» How to complete this task
Return every line in the entries below where the word "floor" shows up.

[Data extracted from a collection]
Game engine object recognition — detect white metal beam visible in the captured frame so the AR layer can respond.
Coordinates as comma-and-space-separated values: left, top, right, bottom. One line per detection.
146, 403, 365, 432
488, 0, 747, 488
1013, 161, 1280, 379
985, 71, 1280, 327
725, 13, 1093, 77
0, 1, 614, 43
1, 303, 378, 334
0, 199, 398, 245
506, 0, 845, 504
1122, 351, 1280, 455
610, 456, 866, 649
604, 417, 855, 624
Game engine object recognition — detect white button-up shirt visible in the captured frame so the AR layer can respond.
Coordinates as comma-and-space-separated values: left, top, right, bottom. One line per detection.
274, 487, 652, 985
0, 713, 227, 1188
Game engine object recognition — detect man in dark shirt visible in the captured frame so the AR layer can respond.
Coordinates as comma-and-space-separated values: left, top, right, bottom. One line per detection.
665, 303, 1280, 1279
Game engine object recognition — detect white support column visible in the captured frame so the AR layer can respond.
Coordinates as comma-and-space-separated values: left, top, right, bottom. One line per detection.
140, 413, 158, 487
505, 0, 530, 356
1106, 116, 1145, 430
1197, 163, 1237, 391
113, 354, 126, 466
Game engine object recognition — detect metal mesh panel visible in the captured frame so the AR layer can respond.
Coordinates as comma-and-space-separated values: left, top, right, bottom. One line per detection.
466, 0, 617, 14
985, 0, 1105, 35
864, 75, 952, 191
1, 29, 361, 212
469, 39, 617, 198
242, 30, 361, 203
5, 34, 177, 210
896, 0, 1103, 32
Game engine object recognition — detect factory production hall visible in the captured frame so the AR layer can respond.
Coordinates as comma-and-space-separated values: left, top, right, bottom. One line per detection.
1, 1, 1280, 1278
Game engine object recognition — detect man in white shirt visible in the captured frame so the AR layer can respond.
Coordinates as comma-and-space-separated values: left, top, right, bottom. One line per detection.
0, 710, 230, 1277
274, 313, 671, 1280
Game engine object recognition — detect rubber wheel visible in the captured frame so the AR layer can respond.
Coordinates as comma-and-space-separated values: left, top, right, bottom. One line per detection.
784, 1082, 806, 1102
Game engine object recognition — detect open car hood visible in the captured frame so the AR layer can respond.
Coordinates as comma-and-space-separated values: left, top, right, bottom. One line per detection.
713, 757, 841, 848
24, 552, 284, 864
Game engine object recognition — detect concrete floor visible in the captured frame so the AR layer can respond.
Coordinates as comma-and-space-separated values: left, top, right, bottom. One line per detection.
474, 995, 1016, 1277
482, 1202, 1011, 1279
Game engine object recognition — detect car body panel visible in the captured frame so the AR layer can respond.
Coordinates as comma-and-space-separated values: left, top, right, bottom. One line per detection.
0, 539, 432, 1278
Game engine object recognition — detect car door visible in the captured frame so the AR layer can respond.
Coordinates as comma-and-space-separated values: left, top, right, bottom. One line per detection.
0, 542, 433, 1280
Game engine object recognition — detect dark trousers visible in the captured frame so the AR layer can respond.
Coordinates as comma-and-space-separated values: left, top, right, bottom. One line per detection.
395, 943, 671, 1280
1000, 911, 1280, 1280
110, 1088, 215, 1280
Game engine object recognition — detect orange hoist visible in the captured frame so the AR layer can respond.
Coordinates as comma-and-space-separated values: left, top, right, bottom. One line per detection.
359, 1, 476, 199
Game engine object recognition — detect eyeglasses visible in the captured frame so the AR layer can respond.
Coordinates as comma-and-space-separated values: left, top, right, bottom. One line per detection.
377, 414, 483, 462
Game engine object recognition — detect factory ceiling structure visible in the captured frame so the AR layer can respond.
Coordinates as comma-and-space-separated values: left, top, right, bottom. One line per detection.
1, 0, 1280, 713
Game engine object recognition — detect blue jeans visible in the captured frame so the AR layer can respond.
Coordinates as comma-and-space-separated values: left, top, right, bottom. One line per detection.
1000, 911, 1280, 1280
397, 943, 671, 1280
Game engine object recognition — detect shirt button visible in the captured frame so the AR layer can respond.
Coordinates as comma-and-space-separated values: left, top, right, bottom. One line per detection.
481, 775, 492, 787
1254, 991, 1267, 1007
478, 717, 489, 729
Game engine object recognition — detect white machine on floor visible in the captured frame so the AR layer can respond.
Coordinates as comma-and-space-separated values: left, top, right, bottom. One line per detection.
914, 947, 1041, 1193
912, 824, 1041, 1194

» Answer area
Game engine object recognition — detect concrete floor visible in the captured frame so the AR layer can respond.
Game engine object recognition — detect white machine on floor visible in the captured frame so the AR layer can respond.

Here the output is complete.